## [TASK OBJECTIVE]
Reproduce the passage on Rilke below word for word, from "Here are some" to "dark and smart.", inclusive.

## [PROVIDED PASSAGE]
··········
The class went on for another 30 minutes after the poem. 30 minutes in which everything felt different from before. From the Rilke letter on I surrendered into every syllable of mine, every hands on I gave was loving, and every gaze I exchanged with a student was a warm smile. I was back. "Let go", "enjoy", "Be present" were not just formulas anymore. Now I lived them.
Complimenting is praising. Today I want to praise Rainer Maria Rilke. To me he is one of the most outstanding word magicians. His poems are music, wisdom, philosophy. His letters are depth, humanity, aesthetics. He is a genius. Instead of writing a letter to him like I did to Bach I decided to tell you this story. Because it says more than what I could tell him in person. It proves: He moves. Me and, so I know from reports, countless others. With his authentic words he has given me insight, changed my attitudes and opened up new perspectives. Last Friday he turned my okay-yoga class into a true encounter. Because he reminded me: It is fine to be where I am. Unfinished, full of questions, myself. If I meet myself where I am I can start moving. From there, who knows what will happen? Maybe mountains will be moved, or even whole chains of them. With a Rilke book in my pocket I dare declare that my goal- even on a rainy, stressed Friday night. Because I know: His words will rock my world. They will remove the rubble that has piled up in front of me, my personal mountain range, and clear the view for life and love. Thank you, Rilke.
Anything else?
Here are some of my favorite Rilke quotes and poems for you:
"Perhaps all the dragons in our lives are princesses who are only waiting to see us act, just once, with beauty and courage."
--from Letters To A Young Poet
"For one human being to love another human being: that is perhaps the most difficult task that has been entrusted to us, the ultimate task, the final test and proof, the work for which all other work is merely preparation."
--From Letters To A Young Poet
I AM MUCH TOO ALONE IN THIS WORLD YET NOT ALONE
I am much too alone in this world,
yet not alone enough to truly consecrate the hour.
I am much too small in this world,
yet not small enough
to be to you just object and thing,
dark and smart.
··········
## [SUPPLIED MATERIAL]
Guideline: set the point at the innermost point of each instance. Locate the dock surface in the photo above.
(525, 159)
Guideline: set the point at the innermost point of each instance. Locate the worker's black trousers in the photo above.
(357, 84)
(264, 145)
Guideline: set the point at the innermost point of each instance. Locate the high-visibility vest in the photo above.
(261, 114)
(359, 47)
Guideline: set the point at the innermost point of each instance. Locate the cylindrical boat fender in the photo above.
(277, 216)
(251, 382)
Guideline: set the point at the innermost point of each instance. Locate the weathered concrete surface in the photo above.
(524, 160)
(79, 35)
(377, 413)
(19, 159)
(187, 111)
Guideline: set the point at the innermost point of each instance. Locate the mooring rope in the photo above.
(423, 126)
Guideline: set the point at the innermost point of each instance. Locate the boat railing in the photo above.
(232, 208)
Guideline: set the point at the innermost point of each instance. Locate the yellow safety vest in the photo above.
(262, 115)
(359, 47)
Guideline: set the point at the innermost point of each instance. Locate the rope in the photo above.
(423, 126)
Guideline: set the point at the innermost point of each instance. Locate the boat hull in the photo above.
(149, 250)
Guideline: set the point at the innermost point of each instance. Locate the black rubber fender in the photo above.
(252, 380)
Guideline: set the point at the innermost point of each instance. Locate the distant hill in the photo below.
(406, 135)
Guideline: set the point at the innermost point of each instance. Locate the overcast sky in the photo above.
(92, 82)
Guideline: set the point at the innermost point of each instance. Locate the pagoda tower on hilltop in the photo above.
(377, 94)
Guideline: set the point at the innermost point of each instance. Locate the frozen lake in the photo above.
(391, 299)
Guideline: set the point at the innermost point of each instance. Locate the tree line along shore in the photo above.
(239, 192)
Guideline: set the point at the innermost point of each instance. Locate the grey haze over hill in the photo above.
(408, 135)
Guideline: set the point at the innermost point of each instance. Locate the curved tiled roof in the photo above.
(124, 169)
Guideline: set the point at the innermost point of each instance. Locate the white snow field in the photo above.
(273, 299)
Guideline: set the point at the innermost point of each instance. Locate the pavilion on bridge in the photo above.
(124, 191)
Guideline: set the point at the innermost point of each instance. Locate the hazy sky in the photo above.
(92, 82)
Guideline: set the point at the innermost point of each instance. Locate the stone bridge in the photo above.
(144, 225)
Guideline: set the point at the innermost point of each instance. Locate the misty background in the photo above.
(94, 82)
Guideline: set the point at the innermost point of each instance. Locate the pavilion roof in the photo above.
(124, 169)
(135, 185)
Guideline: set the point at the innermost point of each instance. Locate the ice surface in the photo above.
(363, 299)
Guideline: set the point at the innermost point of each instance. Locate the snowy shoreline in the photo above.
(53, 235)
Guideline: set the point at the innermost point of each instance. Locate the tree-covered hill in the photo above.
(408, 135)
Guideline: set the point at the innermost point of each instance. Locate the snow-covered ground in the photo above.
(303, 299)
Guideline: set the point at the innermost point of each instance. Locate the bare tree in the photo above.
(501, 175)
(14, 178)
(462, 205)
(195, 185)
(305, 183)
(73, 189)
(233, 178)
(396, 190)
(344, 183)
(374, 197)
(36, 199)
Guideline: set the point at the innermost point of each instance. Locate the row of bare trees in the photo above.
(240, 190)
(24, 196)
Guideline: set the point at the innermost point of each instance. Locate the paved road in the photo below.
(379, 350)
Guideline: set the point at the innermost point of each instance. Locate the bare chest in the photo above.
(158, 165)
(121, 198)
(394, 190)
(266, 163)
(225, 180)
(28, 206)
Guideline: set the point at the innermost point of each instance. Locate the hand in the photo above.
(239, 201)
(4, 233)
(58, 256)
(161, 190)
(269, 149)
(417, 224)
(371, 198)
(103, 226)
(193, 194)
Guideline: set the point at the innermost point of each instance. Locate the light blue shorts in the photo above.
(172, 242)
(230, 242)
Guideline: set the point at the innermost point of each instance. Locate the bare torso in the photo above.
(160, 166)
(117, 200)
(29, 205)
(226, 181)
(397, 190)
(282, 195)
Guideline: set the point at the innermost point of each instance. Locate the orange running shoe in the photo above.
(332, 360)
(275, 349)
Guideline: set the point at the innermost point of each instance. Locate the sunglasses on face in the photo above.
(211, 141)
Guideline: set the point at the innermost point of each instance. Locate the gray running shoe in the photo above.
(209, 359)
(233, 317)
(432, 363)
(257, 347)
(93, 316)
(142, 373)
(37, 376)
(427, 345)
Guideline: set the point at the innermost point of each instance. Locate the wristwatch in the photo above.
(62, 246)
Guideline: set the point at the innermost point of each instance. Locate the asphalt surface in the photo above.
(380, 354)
··········
## [RESPONSE TO THE TASK]
Here are some of my favorite Rilke quotes and poems for you:
"Perhaps all the dragons in our lives are princesses who are only waiting to see us act, just once, with beauty and courage."
--from Letters To A Young Poet
"For one human being to love another human being: that is perhaps the most difficult task that has been entrusted to us, the ultimate task, the final test and proof, the work for which all other work is merely preparation."
--From Letters To A Young Poet
I AM MUCH TOO ALONE IN THIS WORLD YET NOT ALONE
I am much too alone in this world,
yet not alone enough to truly consecrate the hour.
I am much too small in this world,
yet not small enough
to be to you just object and thing,
dark and smart.